DESPITE some frosty nights, this year’s early January daytime temperatures were unusually high in Southeast England when sunlit, cloudless skies usually mean very low temperatures. Plants and animals wasted no time in making the most of what felt like a false spring.
Though essentially ephemeral (plants which can flower throughout the year), it is highly unusual to see perfect dandelion flowers wide open in early January. Except for this year, when bright-yellow composite flowers were a stark contrast against the dour leaves scattered around the hedgerow oak tree.
The usual suspects in early-flowering trees like sallow and common hazel were even earlier still, with flowers on pussy willow playing ‘peek-a-boo’ from the brown bud scales on the first day of January. Male catkins on common hazel were already long and loose and ready to let go of their pollen just a few days later.
- - -
**ACTION ITEM A:**
Answer each of the following from the passage on the mild early January:
(i) In which region were early January daytime temperatures unusually high?
(ii) What color were the dandelion flowers seen near the hedgerow oak tree?
(iii) On what day were flowers on pussy willow seen peeking from the brown bud scales?
**ACTION ITEM B:** Reproduce the passage on the mild early January between "DESPITE some frosty" and "a false spring.", inclusive, substituting "afternoon temperatures" for "daytime temperatures".
**ACTION ITEM C:** Write the next part of the passage on the mild early January, carrying on from its final sentence.

**DATA TO EXAMINE:**
- - -
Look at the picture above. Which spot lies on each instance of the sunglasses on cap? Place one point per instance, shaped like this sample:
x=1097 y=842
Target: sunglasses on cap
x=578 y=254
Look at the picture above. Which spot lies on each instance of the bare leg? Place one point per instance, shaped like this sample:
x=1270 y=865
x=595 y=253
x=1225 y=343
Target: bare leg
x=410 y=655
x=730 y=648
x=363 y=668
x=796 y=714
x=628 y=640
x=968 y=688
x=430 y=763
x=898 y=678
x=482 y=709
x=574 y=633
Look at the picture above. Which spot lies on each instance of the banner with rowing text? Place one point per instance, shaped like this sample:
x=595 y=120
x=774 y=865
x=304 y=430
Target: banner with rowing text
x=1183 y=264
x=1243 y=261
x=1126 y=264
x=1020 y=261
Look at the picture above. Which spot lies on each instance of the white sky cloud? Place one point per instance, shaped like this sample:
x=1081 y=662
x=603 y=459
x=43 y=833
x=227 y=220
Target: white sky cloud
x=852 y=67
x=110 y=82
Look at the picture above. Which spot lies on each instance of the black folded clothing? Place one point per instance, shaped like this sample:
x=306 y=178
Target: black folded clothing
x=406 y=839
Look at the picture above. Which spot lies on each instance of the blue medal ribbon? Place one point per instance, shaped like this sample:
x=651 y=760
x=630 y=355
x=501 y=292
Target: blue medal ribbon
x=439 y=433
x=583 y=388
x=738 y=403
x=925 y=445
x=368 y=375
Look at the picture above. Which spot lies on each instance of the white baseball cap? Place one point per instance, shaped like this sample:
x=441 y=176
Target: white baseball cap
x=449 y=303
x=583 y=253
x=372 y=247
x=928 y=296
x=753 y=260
- - -
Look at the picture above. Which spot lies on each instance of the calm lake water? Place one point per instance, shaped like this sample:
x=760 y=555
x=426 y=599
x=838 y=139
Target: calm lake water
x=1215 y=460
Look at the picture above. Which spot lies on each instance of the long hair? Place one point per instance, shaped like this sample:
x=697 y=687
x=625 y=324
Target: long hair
- - -
**RESPONSE AREA A:**
(i) Southeast England
(ii) Bright yellow
(iii) The first day of January

**RESPONSE AREA B:**
DESPITE some frosty nights, this year’s early January afternoon temperatures were unusually high in Southeast England when sunlit, cloudless skies usually mean very low temperatures. Plants and animals wasted no time in making the most of what felt like a false spring.

**RESPONSE AREA C:**
And most surprising of all was a pair of magpies constructing their domed nest of hawthorn twigs in the week beginning 10 January. It’s not unusual to see magpies building nests in late February or, more usually, March. Back in the 1950s and ‘60s magpies would not start to nest until April. Early January must be a record, at least around here in South Hertfordshire.
The other interesting thing is that the nest is located in a group of young elm trees, the first time I have seen this piebald corvid’s nest in an elm tree since the 1960s. The trees are root suckers which have successfully grown up from the rootstocks of old veteran elm trees that were felled in the 1970s after succumbing to Dutch elm disease. It’s a heartening sign, because elm suckers are usually invaded by elm bark beetles which carry fungus causing Dutch elm disease at a much earlier growth stage than this.